Begin Supplied information
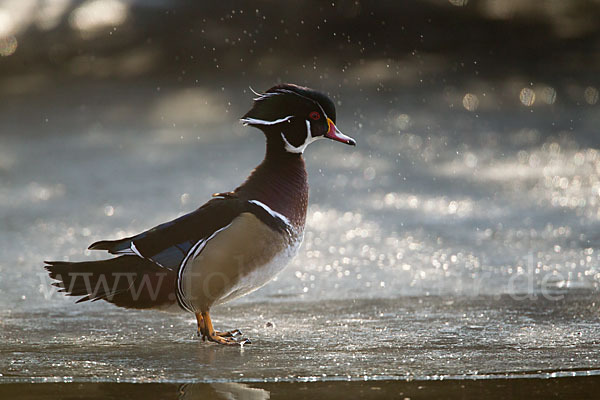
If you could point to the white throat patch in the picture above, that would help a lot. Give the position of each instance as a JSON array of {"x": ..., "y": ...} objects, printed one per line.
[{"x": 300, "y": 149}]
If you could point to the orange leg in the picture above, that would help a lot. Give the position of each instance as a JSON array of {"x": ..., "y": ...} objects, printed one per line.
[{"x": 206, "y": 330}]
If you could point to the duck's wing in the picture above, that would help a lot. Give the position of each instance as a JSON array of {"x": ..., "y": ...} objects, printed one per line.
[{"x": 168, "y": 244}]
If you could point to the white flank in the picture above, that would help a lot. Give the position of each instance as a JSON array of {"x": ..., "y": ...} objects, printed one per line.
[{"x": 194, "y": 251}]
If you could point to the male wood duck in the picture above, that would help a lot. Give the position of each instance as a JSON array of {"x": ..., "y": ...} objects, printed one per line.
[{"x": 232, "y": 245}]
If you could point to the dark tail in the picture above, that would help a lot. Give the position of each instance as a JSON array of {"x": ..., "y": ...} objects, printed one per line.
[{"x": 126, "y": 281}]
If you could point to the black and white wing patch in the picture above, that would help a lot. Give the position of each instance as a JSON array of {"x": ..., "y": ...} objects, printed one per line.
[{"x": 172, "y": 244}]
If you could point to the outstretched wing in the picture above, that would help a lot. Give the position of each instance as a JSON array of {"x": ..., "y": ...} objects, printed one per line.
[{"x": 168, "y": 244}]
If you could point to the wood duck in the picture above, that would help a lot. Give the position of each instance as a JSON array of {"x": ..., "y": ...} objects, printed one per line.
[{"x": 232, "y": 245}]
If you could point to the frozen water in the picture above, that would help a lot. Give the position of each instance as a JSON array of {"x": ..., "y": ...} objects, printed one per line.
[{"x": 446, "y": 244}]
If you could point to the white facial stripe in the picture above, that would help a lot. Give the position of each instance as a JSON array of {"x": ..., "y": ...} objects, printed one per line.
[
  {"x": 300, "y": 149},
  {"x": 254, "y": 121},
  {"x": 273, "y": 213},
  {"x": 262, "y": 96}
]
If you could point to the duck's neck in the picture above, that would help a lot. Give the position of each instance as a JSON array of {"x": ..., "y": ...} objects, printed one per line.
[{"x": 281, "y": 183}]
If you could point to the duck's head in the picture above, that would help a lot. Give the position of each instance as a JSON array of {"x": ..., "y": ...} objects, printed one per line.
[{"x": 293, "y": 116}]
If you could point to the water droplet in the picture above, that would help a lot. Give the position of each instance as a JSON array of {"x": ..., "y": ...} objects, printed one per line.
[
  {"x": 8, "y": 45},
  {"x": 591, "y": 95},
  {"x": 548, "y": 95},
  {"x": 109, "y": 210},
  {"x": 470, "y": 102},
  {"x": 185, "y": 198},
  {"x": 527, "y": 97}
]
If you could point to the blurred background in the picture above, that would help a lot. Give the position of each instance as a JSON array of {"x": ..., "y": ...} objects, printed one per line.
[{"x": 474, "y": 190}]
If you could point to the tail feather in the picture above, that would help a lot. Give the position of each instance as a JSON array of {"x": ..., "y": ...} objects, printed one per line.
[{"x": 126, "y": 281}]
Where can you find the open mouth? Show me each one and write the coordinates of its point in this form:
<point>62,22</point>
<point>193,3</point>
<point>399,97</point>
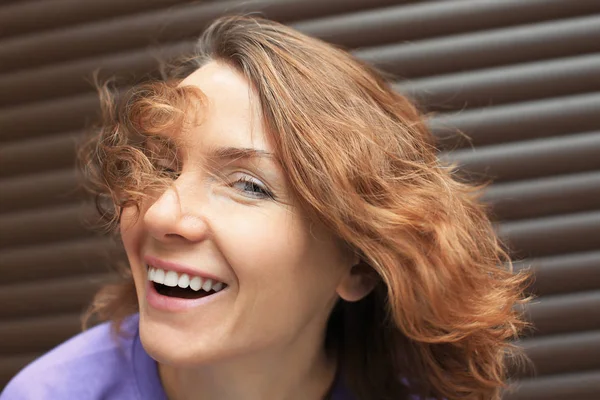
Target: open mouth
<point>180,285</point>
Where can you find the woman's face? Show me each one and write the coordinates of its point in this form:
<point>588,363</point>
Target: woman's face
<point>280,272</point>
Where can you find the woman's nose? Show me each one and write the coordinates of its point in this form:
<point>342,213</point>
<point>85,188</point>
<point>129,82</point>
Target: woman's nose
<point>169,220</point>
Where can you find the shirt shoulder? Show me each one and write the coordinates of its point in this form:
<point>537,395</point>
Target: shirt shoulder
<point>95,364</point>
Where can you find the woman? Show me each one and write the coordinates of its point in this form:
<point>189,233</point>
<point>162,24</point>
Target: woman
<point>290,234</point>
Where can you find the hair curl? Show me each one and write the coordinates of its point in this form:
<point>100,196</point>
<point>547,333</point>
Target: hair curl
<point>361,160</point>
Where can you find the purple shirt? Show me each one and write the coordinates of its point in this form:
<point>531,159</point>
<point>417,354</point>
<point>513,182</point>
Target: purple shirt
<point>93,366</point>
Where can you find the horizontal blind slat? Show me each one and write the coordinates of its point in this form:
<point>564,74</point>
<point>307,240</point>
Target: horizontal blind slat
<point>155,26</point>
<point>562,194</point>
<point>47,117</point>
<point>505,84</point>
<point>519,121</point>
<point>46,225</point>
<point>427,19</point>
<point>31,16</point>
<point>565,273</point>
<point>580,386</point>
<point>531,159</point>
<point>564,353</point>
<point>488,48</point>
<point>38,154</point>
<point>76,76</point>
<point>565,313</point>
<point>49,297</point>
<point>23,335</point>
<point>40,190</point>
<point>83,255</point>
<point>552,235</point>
End Supplied information
__Task instructions__: Reproduce the entire listing above verbatim, omitting the pictures.

__Task result__:
If you could point to the white throat patch in the picture above, that would help a lot. Give the position of each instance as a JSON array of {"x": ..., "y": ...} objects, printed one per line.
[{"x": 300, "y": 149}]
If you could point to the orange leg in the picture above, that would help a lot. Give the position of each instance as a JSON array of {"x": ..., "y": ...} objects, printed one per line.
[{"x": 206, "y": 330}]
If you could point to the duck's wing in the picture above, that would help a lot. Give the position of each instance as a JSON array of {"x": ..., "y": ...} objects, printed one per line.
[{"x": 168, "y": 244}]
If you could point to the white flank in the picture above, that would help a lot. Give the position of each instance as a JSON array of {"x": ..., "y": ...} objects, printed one per line.
[{"x": 194, "y": 251}]
If you could point to the male wood duck in the picture above, that would help a lot. Give the position of each instance as a JSON array of {"x": ..., "y": ...} objects, printed one per line.
[{"x": 232, "y": 245}]
If you could point to the dark tail in the picture above, that would help a lot. Give the position of each instance as a JSON array of {"x": ..., "y": ...} objects, printed one per line.
[{"x": 126, "y": 281}]
If you could point to the black and white wing patch in the picture above, that would help a lot. Give the position of each instance as a JSON array of {"x": ..., "y": ...} objects, printed one per line.
[{"x": 172, "y": 244}]
If you could point to the outstretched wing in the picture above, that would help a lot. Give the position of each instance as a JSON array of {"x": ..., "y": ...} objects, printed one per line.
[{"x": 168, "y": 244}]
If you could point to the wood duck in the picture above, that would help a lot. Give the position of each instance as a JSON array of {"x": ..., "y": ...} objects, printed one per line.
[{"x": 232, "y": 245}]
If you could point to the frozen water in the picture above, that would help a lot. Give the position of each instance as a JSON array of {"x": ..., "y": ...} objects, printed one per line.
[{"x": 446, "y": 244}]
If you could point to the white facial stripe in the picture above, that would help a lot. Give the position of each instance as a JSON array of {"x": ..., "y": ...} objects, printed one per line.
[
  {"x": 300, "y": 149},
  {"x": 254, "y": 121},
  {"x": 273, "y": 213},
  {"x": 262, "y": 96}
]
If you could point to the duck's neck in the picture above, that would help a lot. Give the position of each instance as a JSON array of {"x": ..., "y": ...} objects, printed one per line.
[{"x": 281, "y": 183}]
If you could point to the duck's head in the picture above, that would help a lot. Give the position of each instance as a JSON array of {"x": ..., "y": ...} objects, printed one per line.
[{"x": 293, "y": 116}]
If you could point to the water droplet in the picture above, that would help a lot. Give the position of each instance as a JSON array of {"x": ..., "y": ...} objects, printed one per line.
[
  {"x": 8, "y": 45},
  {"x": 591, "y": 95},
  {"x": 548, "y": 95},
  {"x": 109, "y": 210},
  {"x": 470, "y": 102},
  {"x": 185, "y": 198},
  {"x": 527, "y": 97}
]
If you could point to the blurred background in the picture above, that would help a lot. Give the position of each instance as a JSON array of {"x": ..., "y": ...} objects, printed one per line.
[{"x": 474, "y": 190}]
If you could point to the tail feather in the picture above, that would help a lot. Give the position of each instance as a JSON array of {"x": ..., "y": ...} objects, printed one per line.
[{"x": 126, "y": 281}]
Where can you find the open mouth? Show me each one and write the coordinates of its point in this form:
<point>62,22</point>
<point>193,3</point>
<point>399,97</point>
Target: open mouth
<point>180,285</point>
Where can you find the woman's face? Show me each one and write the coordinates of its point in this form:
<point>588,363</point>
Target: woman's face
<point>280,272</point>
Where can you find the woman's nose? Show me each one and write the coordinates of its point in this form:
<point>342,213</point>
<point>85,188</point>
<point>129,82</point>
Target: woman's nose
<point>169,220</point>
Where can you find the shirt shoulder? Show me each one and write the coordinates of its point in this form:
<point>537,395</point>
Target: shirt shoulder
<point>95,364</point>
Where can you find the woman? Show me each one and write the coordinates of its point in this form:
<point>189,233</point>
<point>162,24</point>
Target: woman
<point>290,234</point>
Where can you find the hair curl? Show me each one and write the coordinates of its point in this form:
<point>100,196</point>
<point>547,333</point>
Target: hair curl
<point>361,160</point>
Where can you find the purple shirt? Show me each one and write the coordinates of its point in this form:
<point>531,159</point>
<point>417,354</point>
<point>513,182</point>
Target: purple shirt
<point>93,366</point>
Where can you find the horizontal blind slat? Show me each one and write the coordinates of its point in this form:
<point>564,74</point>
<point>307,240</point>
Target: horizontal blind slat
<point>155,26</point>
<point>562,194</point>
<point>47,117</point>
<point>505,84</point>
<point>519,121</point>
<point>46,225</point>
<point>427,19</point>
<point>31,16</point>
<point>565,273</point>
<point>580,386</point>
<point>531,159</point>
<point>564,353</point>
<point>488,48</point>
<point>38,154</point>
<point>76,76</point>
<point>565,313</point>
<point>49,297</point>
<point>23,335</point>
<point>40,190</point>
<point>83,255</point>
<point>552,235</point>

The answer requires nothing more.